Aim of the exercise: List each line of the material below that contains the string "woman". Case counts.

[Start Exercise data]

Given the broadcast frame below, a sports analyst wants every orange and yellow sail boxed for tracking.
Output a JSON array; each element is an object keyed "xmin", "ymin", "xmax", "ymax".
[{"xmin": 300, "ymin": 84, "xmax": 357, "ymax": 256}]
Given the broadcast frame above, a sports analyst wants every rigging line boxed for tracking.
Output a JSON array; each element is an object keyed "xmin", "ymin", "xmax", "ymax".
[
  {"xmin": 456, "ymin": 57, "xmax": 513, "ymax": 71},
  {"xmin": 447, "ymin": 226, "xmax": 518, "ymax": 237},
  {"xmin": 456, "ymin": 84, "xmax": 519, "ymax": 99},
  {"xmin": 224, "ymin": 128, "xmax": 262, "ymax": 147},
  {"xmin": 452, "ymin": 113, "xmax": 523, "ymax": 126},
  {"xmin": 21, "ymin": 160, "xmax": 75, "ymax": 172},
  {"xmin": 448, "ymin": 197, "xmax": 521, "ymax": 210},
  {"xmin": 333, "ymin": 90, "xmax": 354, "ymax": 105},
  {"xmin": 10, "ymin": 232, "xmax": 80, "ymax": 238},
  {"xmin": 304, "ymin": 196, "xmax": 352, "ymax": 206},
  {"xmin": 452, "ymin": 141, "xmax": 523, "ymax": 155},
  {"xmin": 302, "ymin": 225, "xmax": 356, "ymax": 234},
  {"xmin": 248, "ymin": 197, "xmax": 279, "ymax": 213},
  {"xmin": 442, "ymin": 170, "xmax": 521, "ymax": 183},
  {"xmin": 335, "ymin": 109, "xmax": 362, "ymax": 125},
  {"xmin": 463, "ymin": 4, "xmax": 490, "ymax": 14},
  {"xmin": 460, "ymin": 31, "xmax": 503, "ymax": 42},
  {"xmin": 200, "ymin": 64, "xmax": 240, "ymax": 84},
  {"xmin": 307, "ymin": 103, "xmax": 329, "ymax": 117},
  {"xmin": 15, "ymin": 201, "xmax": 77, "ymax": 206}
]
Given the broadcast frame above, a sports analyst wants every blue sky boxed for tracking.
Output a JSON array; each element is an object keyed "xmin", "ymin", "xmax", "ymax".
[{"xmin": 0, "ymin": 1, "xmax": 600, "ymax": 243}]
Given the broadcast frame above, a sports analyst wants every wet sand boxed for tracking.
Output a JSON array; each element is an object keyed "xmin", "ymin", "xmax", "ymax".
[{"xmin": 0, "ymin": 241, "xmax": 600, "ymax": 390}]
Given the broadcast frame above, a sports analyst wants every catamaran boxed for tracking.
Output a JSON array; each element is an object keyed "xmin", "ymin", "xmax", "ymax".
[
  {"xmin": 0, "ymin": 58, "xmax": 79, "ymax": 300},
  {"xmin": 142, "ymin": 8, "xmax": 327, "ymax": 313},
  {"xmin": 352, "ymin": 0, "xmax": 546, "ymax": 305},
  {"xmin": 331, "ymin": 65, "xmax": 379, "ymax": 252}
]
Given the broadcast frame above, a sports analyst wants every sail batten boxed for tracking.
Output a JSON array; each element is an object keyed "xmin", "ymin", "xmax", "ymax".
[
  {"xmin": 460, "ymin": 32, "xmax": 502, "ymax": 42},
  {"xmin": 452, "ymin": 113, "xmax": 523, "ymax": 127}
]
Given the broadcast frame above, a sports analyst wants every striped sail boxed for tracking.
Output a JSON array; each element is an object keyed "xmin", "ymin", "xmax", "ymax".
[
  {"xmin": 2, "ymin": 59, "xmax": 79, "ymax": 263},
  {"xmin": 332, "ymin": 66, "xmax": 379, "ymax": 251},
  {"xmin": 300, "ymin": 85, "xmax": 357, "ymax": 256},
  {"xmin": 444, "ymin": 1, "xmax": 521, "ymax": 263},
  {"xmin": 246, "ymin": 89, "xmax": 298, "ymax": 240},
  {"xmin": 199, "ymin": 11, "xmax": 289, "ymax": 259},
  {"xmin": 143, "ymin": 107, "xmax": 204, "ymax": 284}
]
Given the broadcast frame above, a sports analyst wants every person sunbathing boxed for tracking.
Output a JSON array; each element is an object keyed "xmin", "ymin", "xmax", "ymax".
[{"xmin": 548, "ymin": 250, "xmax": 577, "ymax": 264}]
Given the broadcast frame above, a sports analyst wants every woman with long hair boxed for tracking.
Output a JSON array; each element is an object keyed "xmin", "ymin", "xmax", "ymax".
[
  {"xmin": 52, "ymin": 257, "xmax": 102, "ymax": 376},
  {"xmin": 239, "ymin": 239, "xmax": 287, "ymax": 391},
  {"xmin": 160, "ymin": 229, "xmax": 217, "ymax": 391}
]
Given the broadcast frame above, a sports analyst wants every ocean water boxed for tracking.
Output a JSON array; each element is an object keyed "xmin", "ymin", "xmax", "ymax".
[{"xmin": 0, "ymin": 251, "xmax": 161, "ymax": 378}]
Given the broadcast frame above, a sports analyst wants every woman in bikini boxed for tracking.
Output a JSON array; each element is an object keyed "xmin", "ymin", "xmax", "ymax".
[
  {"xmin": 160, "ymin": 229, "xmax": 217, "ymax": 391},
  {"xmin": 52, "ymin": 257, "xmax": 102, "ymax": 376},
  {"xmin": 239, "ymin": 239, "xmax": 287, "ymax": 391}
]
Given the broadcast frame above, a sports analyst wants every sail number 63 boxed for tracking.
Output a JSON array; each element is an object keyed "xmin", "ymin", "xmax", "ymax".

[End Exercise data]

Result:
Given the broadcast frame above, a sports analyst wants every woman with long hair boxed for tracking.
Given the broadcast frame above, a sports analyst wants every woman in bikini boxed for tracking.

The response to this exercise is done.